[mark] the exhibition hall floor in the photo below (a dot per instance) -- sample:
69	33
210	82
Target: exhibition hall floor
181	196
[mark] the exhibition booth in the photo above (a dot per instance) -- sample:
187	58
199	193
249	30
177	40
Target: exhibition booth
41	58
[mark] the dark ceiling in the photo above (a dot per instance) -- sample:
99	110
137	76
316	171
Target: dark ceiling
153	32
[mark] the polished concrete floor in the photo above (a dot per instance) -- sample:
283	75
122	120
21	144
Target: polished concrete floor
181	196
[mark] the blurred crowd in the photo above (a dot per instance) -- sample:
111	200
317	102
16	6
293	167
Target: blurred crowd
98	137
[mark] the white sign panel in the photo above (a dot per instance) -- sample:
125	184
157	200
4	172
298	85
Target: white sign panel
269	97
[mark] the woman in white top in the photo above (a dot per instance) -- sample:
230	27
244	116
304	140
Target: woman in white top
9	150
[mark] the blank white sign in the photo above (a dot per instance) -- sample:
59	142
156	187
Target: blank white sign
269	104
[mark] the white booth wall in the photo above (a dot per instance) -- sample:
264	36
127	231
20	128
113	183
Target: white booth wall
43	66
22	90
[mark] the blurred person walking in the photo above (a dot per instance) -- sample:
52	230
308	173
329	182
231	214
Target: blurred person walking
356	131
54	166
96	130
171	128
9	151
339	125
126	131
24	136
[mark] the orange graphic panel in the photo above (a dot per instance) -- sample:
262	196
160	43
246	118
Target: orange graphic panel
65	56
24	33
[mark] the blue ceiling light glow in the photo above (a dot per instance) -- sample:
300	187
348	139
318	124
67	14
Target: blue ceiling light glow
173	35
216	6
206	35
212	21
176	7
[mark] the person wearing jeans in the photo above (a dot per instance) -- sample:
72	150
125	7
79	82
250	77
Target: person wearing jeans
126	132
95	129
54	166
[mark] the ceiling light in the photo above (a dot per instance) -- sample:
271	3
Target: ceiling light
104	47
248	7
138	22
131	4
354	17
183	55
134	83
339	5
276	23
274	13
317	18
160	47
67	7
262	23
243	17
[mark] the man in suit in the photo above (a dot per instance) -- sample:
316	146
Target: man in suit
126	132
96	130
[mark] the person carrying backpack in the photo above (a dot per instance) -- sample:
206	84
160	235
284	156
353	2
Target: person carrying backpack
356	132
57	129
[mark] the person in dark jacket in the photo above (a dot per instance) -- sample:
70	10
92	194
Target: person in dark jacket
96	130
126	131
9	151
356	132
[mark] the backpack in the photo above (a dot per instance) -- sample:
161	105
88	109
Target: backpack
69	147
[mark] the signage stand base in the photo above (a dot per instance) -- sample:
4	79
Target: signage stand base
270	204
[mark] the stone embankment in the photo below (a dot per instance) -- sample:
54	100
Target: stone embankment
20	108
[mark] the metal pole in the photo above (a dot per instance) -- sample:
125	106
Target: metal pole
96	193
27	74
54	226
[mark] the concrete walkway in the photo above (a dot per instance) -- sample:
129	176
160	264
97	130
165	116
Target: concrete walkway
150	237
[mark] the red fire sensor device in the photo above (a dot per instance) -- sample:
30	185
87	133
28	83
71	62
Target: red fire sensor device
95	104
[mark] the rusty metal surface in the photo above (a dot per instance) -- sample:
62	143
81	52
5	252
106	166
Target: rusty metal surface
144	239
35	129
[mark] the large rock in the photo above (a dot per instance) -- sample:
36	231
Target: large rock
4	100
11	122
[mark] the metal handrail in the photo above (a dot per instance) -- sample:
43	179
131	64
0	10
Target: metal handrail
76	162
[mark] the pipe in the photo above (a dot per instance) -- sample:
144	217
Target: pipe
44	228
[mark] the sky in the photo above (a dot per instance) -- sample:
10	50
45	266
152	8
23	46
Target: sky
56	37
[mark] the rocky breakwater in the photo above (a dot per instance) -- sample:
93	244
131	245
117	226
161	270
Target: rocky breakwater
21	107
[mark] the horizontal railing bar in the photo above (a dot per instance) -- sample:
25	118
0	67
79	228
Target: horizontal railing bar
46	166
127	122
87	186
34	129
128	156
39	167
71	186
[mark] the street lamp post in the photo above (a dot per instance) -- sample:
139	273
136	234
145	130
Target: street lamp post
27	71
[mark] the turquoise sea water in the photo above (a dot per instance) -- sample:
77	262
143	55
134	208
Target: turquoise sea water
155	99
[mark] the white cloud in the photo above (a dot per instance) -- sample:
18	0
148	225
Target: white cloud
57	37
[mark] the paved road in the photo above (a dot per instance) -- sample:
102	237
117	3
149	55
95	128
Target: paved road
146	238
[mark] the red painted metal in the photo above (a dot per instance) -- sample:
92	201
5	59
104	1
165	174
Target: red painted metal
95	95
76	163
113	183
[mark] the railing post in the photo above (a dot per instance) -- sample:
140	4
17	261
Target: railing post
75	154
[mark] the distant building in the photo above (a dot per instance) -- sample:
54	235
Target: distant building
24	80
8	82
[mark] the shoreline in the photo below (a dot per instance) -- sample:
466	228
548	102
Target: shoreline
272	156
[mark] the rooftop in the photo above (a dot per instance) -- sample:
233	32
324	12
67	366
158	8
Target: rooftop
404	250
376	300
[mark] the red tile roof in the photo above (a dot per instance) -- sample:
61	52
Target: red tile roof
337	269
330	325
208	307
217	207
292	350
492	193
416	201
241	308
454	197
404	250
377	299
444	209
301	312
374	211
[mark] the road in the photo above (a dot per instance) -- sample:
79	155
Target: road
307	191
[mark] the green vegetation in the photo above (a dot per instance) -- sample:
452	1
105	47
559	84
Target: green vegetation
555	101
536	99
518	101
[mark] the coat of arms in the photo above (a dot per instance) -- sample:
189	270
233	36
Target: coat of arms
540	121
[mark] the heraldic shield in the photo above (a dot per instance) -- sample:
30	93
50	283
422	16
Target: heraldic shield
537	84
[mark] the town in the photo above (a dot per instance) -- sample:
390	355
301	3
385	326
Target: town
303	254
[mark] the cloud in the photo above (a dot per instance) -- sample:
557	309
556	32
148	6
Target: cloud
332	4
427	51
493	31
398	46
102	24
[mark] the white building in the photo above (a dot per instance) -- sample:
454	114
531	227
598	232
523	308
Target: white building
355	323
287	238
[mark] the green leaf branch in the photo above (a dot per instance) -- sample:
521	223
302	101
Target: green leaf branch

________________

WHAT THE TASK ASKS
All lines above that contain "branch" are required in the answer.

SOLUTION TO THE PROBLEM
[mark] the green leaf branch in the photo above (a dot per instance) -- sample:
Target: green leaf branch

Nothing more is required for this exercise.